* [WHAT TO WORK ON]
Start to finish, retype the entries exactly while omitting the pictures.

* [PROVIDED DATA]
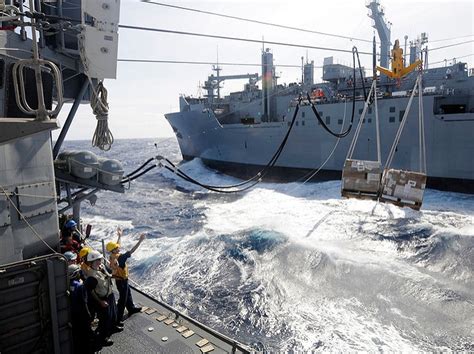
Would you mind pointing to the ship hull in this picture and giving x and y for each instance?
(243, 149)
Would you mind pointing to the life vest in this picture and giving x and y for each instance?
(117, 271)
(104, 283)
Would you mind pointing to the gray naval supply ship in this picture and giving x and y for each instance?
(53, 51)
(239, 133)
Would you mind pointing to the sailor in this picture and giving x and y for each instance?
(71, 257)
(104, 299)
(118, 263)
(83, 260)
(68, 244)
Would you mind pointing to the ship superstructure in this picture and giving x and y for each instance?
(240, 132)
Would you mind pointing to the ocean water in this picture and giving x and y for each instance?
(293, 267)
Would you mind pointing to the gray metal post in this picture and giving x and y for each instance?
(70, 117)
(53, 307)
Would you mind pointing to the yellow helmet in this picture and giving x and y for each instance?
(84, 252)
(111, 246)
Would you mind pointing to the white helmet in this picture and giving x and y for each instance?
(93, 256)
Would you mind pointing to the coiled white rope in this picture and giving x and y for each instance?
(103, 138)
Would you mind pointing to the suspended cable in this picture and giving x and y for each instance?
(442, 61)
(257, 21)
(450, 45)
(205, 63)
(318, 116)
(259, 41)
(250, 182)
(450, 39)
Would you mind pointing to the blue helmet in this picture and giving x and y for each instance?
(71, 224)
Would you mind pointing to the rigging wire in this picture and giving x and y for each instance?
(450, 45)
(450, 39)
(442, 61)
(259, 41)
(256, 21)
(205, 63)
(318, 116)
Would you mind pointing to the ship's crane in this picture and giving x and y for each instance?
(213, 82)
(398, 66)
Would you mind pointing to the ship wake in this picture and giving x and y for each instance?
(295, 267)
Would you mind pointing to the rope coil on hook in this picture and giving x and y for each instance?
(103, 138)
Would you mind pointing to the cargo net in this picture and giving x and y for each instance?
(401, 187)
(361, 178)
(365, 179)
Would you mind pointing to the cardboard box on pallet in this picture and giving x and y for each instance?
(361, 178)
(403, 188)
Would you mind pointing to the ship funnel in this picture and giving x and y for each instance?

* [ANSWER TO THIS TASK]
Would you mind pointing to the ship hull in this picture and giving x and y for each instance?
(243, 149)
Would you mind pointing to the life vest in this picture and giving x and y for each instance?
(117, 271)
(104, 283)
Would you mind pointing to the gray naval supply ship in this picture and giving x and y for each instance?
(53, 51)
(239, 133)
Would you mind pointing to the sailor in this picture and giving x and y for each instance?
(71, 257)
(104, 299)
(118, 263)
(83, 260)
(68, 244)
Would you mind pointing to the ship superstructure in this picture and giving x and y for each instance?
(240, 132)
Would you mind pointing to the ocean water in this picture and giving x and y for each instance?
(293, 267)
Would you mind pointing to the gray metal post in this picture and giving x and y for each instance?
(70, 117)
(53, 307)
Would you mind pointing to the yellow helmet in this picture and giving x and y for each instance?
(84, 252)
(111, 246)
Would you mind pointing to the white helmet in this picture and giving x and y for each instance?
(93, 256)
Would you mind pointing to the coiled white rope in this picture and giving x and y for each instance?
(103, 138)
Would you mind pointing to the suspended cable in this picture and giving x and y for each instance?
(442, 61)
(257, 21)
(450, 45)
(205, 63)
(318, 116)
(259, 41)
(250, 182)
(450, 39)
Would you mind pointing to the blue helmet in this picture and giving x and y for each instance?
(71, 224)
Would you mind pointing to the rigging wire in this picture and giving x and y for each instance?
(450, 45)
(450, 39)
(442, 61)
(259, 41)
(256, 21)
(205, 63)
(318, 116)
Would you mind pointing to the ship's crane in this picture and giving x and y for each instance?
(213, 82)
(398, 66)
Would you mind pointing to the ship wake in this picture and giving x and y for each instance?
(295, 267)
Would you mind pointing to the rope coil on hook in this picture and giving x and y for each instance?
(103, 138)
Would you mind pointing to the cargo net in this picture and giving x and y for each instance?
(401, 187)
(361, 178)
(365, 179)
Would you mind pointing to the cardboard box on pallet in this picture and giving x and y for each instance?
(361, 178)
(403, 188)
Would you mind pointing to the ship funnel in this picture and giving x and y for each instance?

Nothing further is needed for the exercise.